**Problem description:** Copy every line of the data below word for word, from the first line to the last.
+ + + + + + +
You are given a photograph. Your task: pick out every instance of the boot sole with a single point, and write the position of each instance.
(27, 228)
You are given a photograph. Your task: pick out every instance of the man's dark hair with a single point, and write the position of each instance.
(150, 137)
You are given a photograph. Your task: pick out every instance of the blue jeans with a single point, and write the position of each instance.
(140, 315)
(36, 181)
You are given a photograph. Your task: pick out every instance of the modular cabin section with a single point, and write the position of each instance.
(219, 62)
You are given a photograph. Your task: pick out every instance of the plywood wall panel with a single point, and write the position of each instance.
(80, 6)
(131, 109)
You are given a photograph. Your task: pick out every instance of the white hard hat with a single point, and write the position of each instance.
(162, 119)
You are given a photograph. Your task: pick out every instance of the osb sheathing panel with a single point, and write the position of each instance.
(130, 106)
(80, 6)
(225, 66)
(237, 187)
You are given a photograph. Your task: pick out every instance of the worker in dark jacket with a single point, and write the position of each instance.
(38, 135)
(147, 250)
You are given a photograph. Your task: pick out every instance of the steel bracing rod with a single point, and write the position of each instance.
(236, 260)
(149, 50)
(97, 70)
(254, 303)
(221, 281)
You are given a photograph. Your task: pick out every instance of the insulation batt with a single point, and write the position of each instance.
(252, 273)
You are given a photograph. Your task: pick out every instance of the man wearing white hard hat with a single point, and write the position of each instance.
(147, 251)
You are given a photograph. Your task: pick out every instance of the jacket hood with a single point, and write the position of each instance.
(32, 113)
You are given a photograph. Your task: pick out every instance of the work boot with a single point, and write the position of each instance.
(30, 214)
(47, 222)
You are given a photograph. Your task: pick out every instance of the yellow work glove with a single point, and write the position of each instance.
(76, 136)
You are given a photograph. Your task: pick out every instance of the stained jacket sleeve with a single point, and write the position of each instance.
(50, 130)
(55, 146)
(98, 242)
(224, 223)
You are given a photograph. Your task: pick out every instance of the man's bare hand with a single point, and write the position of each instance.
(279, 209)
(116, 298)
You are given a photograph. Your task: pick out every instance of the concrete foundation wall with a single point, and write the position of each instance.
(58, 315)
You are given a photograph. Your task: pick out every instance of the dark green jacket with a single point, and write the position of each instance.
+ + + + + + +
**Reply to the task:**
You are given a photograph. Your task: pick out every instance of the boot sole with a single point, and write the position of each instance.
(27, 228)
You are given a photograph. Your task: pick out every instance of the man's dark hair with a single point, and write the position of each instance.
(150, 137)
You are given a photograph. Your task: pick out every instance of the blue jeans with a single point, and write the position of each instance.
(140, 315)
(36, 181)
You are given a photograph. Your task: pick out every instance of the modular cabin section with a single point, and write the position of each instance.
(219, 62)
You are given a photograph. Your task: pick out every instance of the plywood wall panel with a single point, and write the position of each instance.
(80, 6)
(131, 109)
You are given a photograph. Your task: pick out every instance of the white hard hat with a single point, and write the position of each instance.
(162, 119)
You are given a photograph. Your task: pick out every instance of the osb sheathing panel with a single point, and write the position of each instance.
(130, 106)
(80, 6)
(225, 66)
(237, 187)
You are given a photograph. Your task: pick out every instance of the worker in dark jacket with a single point, and write the position of each instance.
(38, 135)
(147, 250)
You are given a photograph. Your task: pick out every instance of the steel bracing rod with a single point, and write the position of each instance.
(236, 260)
(149, 50)
(97, 70)
(254, 303)
(221, 281)
You are given a photograph. Your task: pick out every instance of the insulation batt with a single point, and write the position of each instance.
(252, 273)
You are given a photograph. Your task: pick out every instance of the man wearing white hard hat with a single point, and write the position of each instance.
(147, 251)
You are given a photograph. Your task: pick out every instance of the jacket hood with a single point, and write the position of each instance.
(32, 113)
You are given a photograph. Your task: pick out every instance of the work boot with a single point, and write the position of each instance.
(30, 214)
(47, 222)
You are given a photograph. Your task: pick out every instance of the yellow work glove with a single point, and write the position of each instance.
(76, 136)
You are given a photograph. Your task: pick out every instance of the stained jacket sleeve with a single point, and write the position of each instance.
(50, 130)
(55, 146)
(98, 242)
(224, 223)
You are given a photograph. Your task: pick out every instance of the man's bare hand with a single point, and write the position of each instance.
(279, 209)
(116, 298)
You are given a photograph. Your task: pick out every instance of the concrete foundation wall with a single point, and write the position of each instance.
(58, 315)
You are given a photograph. Your task: pick out every instance of the dark green jacket with a single point, and write the position of each instance.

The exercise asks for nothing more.